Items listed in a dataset

····················

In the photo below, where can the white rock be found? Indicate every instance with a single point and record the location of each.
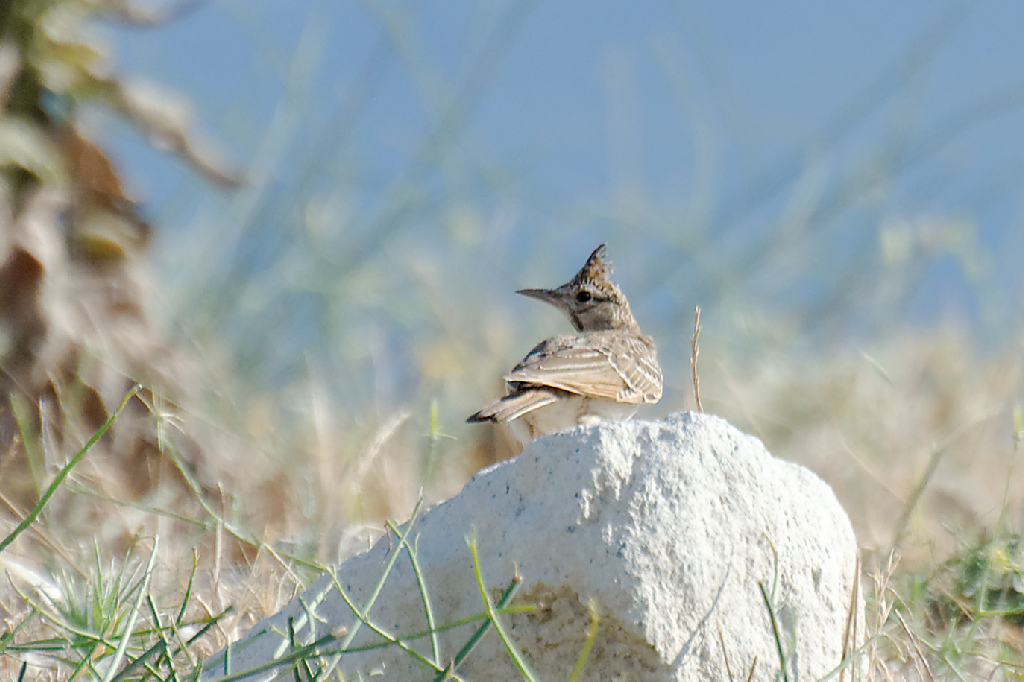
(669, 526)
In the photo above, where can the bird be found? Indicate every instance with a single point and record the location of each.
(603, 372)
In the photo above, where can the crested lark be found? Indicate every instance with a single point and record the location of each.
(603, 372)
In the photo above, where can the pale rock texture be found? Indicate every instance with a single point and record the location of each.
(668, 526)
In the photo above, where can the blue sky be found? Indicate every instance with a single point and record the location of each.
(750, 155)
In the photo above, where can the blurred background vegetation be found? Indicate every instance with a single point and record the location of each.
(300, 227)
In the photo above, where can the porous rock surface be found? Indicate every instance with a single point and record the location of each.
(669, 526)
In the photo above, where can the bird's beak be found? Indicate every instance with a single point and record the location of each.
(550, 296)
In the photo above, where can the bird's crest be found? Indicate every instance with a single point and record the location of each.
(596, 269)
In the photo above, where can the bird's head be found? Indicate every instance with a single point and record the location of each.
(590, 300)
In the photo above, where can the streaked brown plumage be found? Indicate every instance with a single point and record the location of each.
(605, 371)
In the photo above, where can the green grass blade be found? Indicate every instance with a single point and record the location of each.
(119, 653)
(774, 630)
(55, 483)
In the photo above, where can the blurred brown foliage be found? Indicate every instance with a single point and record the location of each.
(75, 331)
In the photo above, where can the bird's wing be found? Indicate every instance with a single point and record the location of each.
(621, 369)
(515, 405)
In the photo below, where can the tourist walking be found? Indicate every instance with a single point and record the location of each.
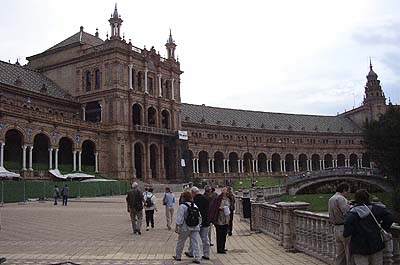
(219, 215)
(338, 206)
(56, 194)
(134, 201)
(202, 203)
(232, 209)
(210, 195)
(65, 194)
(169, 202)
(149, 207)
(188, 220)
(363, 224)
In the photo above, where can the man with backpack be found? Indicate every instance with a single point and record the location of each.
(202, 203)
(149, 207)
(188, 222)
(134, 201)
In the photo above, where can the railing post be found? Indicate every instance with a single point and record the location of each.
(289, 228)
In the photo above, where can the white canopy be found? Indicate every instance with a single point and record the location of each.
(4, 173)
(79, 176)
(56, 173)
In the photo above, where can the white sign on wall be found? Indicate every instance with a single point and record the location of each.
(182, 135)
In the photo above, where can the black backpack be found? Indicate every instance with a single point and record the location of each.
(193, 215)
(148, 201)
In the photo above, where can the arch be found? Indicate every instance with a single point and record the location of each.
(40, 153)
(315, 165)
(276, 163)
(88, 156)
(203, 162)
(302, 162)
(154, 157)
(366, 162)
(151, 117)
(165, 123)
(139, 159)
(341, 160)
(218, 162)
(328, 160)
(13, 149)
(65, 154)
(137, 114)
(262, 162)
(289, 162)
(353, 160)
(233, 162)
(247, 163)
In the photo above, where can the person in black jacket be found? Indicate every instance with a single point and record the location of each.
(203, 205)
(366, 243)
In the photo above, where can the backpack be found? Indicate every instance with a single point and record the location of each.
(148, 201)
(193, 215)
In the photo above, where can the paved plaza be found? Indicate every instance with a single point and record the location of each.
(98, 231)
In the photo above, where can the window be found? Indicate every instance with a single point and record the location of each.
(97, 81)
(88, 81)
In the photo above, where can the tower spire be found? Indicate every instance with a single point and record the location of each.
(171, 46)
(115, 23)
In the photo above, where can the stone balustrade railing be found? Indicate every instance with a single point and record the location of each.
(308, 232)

····················

**What is being asked:** Rewrite the stretch from the line containing "In the photo above, where can the tower" through the end of the items, keeping each request as it stands and multiplying every coordinate in the answers by 1.95, rounded to whole numbers with halves rounded up.

**Full output:**
In the photo above, where can the tower spire be found? Indicate every instance with a single point and record the location of each.
(333, 90)
(224, 45)
In the photo above, where can the stone balustrade railing be found? Indicate every instance with a single point and record the location of each.
(601, 452)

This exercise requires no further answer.